> **Task details**: A verbatim copy of the data is wanted, minus any picture in it.

> **Records provided**:
Segment Open

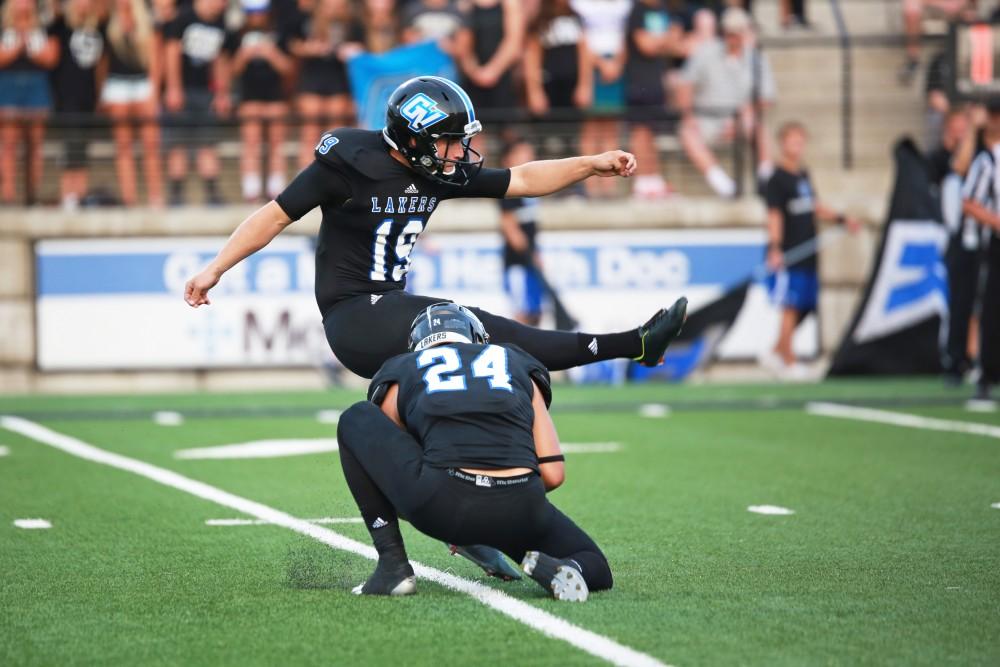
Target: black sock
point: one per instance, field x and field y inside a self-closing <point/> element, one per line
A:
<point x="625" y="344"/>
<point x="559" y="350"/>
<point x="212" y="188"/>
<point x="389" y="542"/>
<point x="176" y="188"/>
<point x="376" y="510"/>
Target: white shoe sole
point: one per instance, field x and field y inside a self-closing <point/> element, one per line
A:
<point x="568" y="585"/>
<point x="407" y="586"/>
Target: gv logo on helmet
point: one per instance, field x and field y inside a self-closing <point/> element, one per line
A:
<point x="421" y="112"/>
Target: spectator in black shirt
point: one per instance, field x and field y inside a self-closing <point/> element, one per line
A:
<point x="791" y="225"/>
<point x="74" y="82"/>
<point x="380" y="24"/>
<point x="197" y="94"/>
<point x="496" y="29"/>
<point x="518" y="227"/>
<point x="130" y="95"/>
<point x="323" y="41"/>
<point x="558" y="78"/>
<point x="262" y="62"/>
<point x="27" y="53"/>
<point x="433" y="20"/>
<point x="653" y="36"/>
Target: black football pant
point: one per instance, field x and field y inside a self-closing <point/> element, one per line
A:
<point x="963" y="284"/>
<point x="989" y="317"/>
<point x="364" y="331"/>
<point x="385" y="471"/>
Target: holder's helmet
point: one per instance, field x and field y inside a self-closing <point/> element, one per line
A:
<point x="445" y="322"/>
<point x="425" y="109"/>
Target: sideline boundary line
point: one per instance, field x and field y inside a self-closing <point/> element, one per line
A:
<point x="549" y="625"/>
<point x="901" y="419"/>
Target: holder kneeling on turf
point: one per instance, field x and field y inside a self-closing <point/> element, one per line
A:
<point x="457" y="440"/>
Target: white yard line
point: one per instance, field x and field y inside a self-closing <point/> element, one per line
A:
<point x="546" y="623"/>
<point x="654" y="410"/>
<point x="770" y="509"/>
<point x="168" y="418"/>
<point x="261" y="449"/>
<point x="261" y="522"/>
<point x="328" y="416"/>
<point x="901" y="419"/>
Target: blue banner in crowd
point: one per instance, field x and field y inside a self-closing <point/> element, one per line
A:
<point x="374" y="76"/>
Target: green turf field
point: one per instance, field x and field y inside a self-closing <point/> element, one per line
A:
<point x="892" y="555"/>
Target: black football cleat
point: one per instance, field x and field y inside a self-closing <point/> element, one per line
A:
<point x="389" y="579"/>
<point x="492" y="561"/>
<point x="660" y="331"/>
<point x="561" y="578"/>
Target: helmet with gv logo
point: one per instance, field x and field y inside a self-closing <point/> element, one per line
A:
<point x="425" y="109"/>
<point x="445" y="322"/>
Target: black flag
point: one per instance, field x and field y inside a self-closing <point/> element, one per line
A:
<point x="897" y="328"/>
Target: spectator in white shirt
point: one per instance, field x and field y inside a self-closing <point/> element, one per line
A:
<point x="720" y="83"/>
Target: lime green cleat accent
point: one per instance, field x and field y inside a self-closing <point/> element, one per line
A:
<point x="661" y="329"/>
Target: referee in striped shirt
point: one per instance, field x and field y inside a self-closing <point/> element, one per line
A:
<point x="981" y="203"/>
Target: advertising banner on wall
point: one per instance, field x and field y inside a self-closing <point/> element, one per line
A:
<point x="117" y="304"/>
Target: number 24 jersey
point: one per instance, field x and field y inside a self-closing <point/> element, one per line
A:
<point x="469" y="405"/>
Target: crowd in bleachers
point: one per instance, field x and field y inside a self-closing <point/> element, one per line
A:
<point x="167" y="74"/>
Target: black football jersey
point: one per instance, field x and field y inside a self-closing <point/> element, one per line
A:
<point x="374" y="209"/>
<point x="469" y="405"/>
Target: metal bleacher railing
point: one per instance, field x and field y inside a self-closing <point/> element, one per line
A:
<point x="557" y="135"/>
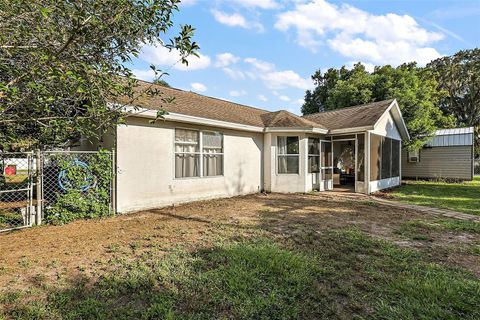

Segment Closed

> **Output**:
Target: black sock
point: one per instance, field x and field y inside a self-closing <point/> element, one per line
A:
<point x="625" y="344"/>
<point x="559" y="350"/>
<point x="212" y="188"/>
<point x="389" y="542"/>
<point x="176" y="188"/>
<point x="376" y="510"/>
Target: white shoe sole
point: one per instance, field x and field y inside a self-closing <point/> element, one per line
A:
<point x="568" y="585"/>
<point x="407" y="586"/>
Target: gv logo on helmet
point: one per instance, field x and field y inside a self-closing <point/> element, one per line
A:
<point x="421" y="112"/>
Target: spectator in black shirt
point: one per instance, field x and field y inside a self-closing <point/> element, one per line
A:
<point x="791" y="225"/>
<point x="74" y="82"/>
<point x="380" y="24"/>
<point x="197" y="94"/>
<point x="496" y="29"/>
<point x="518" y="227"/>
<point x="130" y="95"/>
<point x="323" y="41"/>
<point x="558" y="78"/>
<point x="262" y="62"/>
<point x="27" y="53"/>
<point x="433" y="20"/>
<point x="653" y="36"/>
Target: black football pant
point: one per instance, field x and field y inside a self-closing <point/> element, one per line
A:
<point x="963" y="284"/>
<point x="989" y="317"/>
<point x="364" y="331"/>
<point x="385" y="471"/>
Target: holder's helmet
point: one per instance, field x and field y inside a self-closing <point/> element, one per line
A:
<point x="445" y="322"/>
<point x="425" y="109"/>
Target: sideline boundary line
point: one per instance, field x and field y inside a self-closing <point/> element, one per line
A:
<point x="549" y="625"/>
<point x="901" y="419"/>
Target: holder kneeling on turf
point: one per instance, field x and field y inside a self-closing <point/> element, one per line
A:
<point x="457" y="440"/>
Target: white yard line
point: one per instance, field x and field y inside a self-closing <point/> element, one per line
A:
<point x="546" y="623"/>
<point x="654" y="410"/>
<point x="770" y="509"/>
<point x="168" y="418"/>
<point x="261" y="449"/>
<point x="261" y="522"/>
<point x="328" y="416"/>
<point x="901" y="419"/>
Target: blue banner in crowd
point: one per instance, field x and field y inside a self-closing <point/> element, one per line
A:
<point x="374" y="76"/>
Target: green turf field
point: one per instance, field x and field y inside a self-closing <point/> element, one per line
A:
<point x="892" y="555"/>
Target: black football cleat
point: one per instance, field x and field y inside a self-closing <point/> element, one per line
A:
<point x="389" y="579"/>
<point x="492" y="561"/>
<point x="660" y="331"/>
<point x="561" y="578"/>
Target: helmet with gv logo
point: one per instance, field x and field y inside a self-closing <point/> element, one per line
A:
<point x="425" y="109"/>
<point x="445" y="322"/>
Target: black flag
point: one per instance, field x and field y inside a self-closing <point/> element, one per line
A:
<point x="897" y="328"/>
Target: spectator in white shirt
point: one per instance, field x and field y inside a self-closing <point/> element, one per line
A:
<point x="720" y="83"/>
Target: lime green cleat accent
point: one per instance, field x and field y inside a self-closing <point/> element, one per line
A:
<point x="661" y="329"/>
Target: referee in striped shirt
point: one per instance, field x and field y inside a self-closing <point/> element, one per line
A:
<point x="981" y="203"/>
Target: advertising banner on wall
point: one per instance, field x and field y inside a self-closing <point/> element, one per line
A:
<point x="117" y="304"/>
Target: number 24 jersey
point: one per instance, field x and field y inside a self-closing <point/> element, one per line
A:
<point x="469" y="405"/>
Target: crowd in bleachers
point: one per instance, field x and field y inside a self-closing <point/> element, one per line
A:
<point x="167" y="74"/>
Target: black football jersey
point: one per instance, field x and field y inside a self-closing <point/> element, one per line
A:
<point x="374" y="209"/>
<point x="469" y="405"/>
Target: metal bleacher railing
point: one per instance, field x and field y inside a self-closing <point/> element, one per line
A:
<point x="557" y="135"/>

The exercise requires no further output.